→ PROBLEM SET
1. From the text on prehistoric art, list the animals depicted in the petroglyphs at La Cueva de las Manos.
2. Reproduce the passage from the text on prehistoric art starting at "Mesolithic Sculpture" and ending at "embossed with stamps.".
3. According to the text on prehistoric art, what did the large heavy stones used to create megalithic art signify? Answer in one to three sentences.

→ TEXT
Over 200 hand stencils were created. Various pigments were used from nature including iron oxide to create red and purple and manganese oxide to create black. White pigment was made from kaolin and natrojarasite for yellow.

Also at La Cueva de las Manos over 150 petroglyphs were found of animals including horses, bison, ibexes, and mammoths appear on the cave walls.

Mesolithic Sculpture

Artists during the Mesolithic period favored relief sculptures. A smaller number of small stone sculptures were found. Trees were plentiful after the Ice Age and sculpture were also carved from wood.

Ceramic Art

Japanese Ceramic art from the Jomon culture of the 11th millennium BCE is most notable for the decorative patterned elements impressed into wet clay using sticks. Chinese pottery was embossed with stamps.

What is Megalithic Art?

Megalithic art was first developed during the Mesolithic period and hit its peak during the Neolithic period. It was created with large heavy stones that signified a sense of permanence.

In rock art terms one stone is called a menhir. This was often carved with patterns or pictures. Grouped together they form an assemblage. Stones were also used to build architectural spaces.

Gobeki Tepe (9500-7500 BCE) a monumental complex in Sanliurfa, in Southeastern Turkey, used megaliths to design shrines. The surrounding contains numerous reliefs of local animals.

Neolithic Period/New Stone Age – 8,000 BCE–3,000 BCE

The nomadic lifestyle ended and was replaced with agrarian communities. Societies were more sophisticated. Cereal grains were cultivated. Tools were constructed for plowing and tilling. Animals became domesticated.

During this time the first homes were constructed. Utilitarian objects were painted. Weaving of cloth fabrics was more developed as craftmanship of art progressed. People adorned themselves with jewelry.

Cities began to grow, while laws were implemented, and religion was practiced.

During the Neolithic period congs began to appear in the Jiangsu province of China, as part of the Liangzhu culture. The long tube with a wide whole in the center often has carvings on the side.

Only the elite could afford works in jade. Although found in tombs, art historians are still not sure what the purpose of the cong was.

The Building of Stonehenge

Stonehenge is a sandstone prehistoric European assemblage that was constructed between 3,000- 1,600 BCE. It stands alone on a large plain in Wiltshire, England, in the United Kingdom. The stones, measuring 30 feet tall were assembled in in a circular formation, the diameter of which measures 320 feet. While the sandstone is local, the inner blue stones are from Wales, over 200 miles away.

(Saved entries)
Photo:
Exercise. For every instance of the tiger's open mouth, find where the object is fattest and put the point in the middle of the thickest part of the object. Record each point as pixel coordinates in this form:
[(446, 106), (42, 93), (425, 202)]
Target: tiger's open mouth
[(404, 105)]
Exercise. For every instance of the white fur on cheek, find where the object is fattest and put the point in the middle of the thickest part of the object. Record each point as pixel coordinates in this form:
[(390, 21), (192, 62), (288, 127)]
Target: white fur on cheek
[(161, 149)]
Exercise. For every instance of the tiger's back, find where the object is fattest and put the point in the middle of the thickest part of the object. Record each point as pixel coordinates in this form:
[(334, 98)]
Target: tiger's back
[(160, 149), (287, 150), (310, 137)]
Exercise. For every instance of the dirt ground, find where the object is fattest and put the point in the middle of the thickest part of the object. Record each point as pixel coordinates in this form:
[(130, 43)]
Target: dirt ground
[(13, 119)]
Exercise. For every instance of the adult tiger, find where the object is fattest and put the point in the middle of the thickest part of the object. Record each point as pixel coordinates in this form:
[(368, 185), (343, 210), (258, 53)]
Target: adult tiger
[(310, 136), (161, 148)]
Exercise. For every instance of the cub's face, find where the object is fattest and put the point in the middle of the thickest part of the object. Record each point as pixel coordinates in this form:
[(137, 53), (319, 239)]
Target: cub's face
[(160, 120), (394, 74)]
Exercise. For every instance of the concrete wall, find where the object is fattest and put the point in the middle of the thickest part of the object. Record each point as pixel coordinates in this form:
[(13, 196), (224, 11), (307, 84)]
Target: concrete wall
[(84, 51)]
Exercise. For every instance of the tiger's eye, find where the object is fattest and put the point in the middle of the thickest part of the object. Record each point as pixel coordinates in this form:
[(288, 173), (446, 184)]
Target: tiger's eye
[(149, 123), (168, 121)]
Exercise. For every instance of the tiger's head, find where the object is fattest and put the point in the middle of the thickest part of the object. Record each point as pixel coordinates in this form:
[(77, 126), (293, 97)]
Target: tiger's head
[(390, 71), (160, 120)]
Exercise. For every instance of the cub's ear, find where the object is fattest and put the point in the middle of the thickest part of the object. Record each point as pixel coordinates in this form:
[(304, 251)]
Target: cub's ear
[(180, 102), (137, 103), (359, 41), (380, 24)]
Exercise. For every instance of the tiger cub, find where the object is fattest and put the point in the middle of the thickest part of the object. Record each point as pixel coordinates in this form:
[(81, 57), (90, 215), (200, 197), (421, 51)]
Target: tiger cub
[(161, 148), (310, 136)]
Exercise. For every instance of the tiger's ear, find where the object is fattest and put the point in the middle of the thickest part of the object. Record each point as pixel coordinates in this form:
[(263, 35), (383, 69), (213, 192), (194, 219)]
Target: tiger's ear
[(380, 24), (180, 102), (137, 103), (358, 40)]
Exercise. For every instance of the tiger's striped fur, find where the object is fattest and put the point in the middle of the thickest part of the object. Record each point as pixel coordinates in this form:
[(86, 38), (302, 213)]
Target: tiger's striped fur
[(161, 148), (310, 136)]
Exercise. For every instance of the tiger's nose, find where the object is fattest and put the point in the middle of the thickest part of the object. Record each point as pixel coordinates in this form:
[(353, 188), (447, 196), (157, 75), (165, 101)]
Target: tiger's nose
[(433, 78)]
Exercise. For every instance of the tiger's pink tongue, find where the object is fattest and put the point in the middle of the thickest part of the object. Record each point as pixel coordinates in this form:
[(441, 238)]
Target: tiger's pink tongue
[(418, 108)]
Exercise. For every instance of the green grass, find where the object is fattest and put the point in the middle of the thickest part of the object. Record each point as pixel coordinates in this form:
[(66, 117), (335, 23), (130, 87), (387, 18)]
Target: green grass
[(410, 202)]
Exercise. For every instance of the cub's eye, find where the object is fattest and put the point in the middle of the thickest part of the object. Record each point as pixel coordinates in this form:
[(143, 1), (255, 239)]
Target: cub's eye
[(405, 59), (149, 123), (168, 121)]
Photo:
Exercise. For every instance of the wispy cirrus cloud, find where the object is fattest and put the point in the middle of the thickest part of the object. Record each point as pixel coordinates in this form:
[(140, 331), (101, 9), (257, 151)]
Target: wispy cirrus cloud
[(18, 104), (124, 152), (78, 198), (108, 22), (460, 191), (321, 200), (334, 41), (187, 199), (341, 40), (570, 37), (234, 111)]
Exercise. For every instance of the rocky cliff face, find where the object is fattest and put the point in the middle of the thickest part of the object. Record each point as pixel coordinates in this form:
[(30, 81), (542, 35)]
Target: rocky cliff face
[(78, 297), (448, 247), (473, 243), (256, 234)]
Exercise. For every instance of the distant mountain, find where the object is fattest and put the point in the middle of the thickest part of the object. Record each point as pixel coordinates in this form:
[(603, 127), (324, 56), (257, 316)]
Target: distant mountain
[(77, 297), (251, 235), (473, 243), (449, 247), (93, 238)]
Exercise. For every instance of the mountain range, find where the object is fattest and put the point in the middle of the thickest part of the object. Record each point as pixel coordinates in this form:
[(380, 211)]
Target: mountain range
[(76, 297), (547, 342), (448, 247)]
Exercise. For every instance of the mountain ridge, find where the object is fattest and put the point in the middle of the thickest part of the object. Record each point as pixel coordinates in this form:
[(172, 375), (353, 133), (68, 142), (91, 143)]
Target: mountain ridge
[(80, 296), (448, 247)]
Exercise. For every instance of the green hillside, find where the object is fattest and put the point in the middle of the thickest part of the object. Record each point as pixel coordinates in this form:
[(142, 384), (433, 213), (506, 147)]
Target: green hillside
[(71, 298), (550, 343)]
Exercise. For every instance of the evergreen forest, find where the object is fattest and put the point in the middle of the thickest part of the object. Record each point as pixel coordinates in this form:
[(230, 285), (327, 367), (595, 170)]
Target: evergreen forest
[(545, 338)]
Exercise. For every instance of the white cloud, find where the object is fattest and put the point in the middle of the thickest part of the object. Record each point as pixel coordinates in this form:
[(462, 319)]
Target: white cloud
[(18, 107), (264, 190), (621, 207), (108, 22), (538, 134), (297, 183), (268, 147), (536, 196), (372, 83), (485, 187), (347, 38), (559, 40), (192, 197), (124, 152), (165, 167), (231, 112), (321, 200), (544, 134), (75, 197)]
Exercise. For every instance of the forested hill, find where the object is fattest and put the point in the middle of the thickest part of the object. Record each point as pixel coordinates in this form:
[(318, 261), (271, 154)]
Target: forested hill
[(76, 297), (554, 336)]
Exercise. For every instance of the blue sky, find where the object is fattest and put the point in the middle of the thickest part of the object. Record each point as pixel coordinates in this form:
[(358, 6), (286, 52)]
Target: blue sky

→ RESULTS BY TASK
1. Horses, bison, ibexes, mammoths

2.
Mesolithic Sculpture

Artists during the Mesolithic period favored relief sculptures. A smaller number of small stone sculptures were found. Trees were plentiful after the Ice Age and sculpture were also carved from wood.

Ceramic Art

Japanese Ceramic art from the Jomon culture of the 11th millennium BCE is most notable for the decorative patterned elements impressed into wet clay using sticks. Chinese pottery was embossed with stamps.

3. Megalithic art was created with large heavy stones that signified a sense of permanence.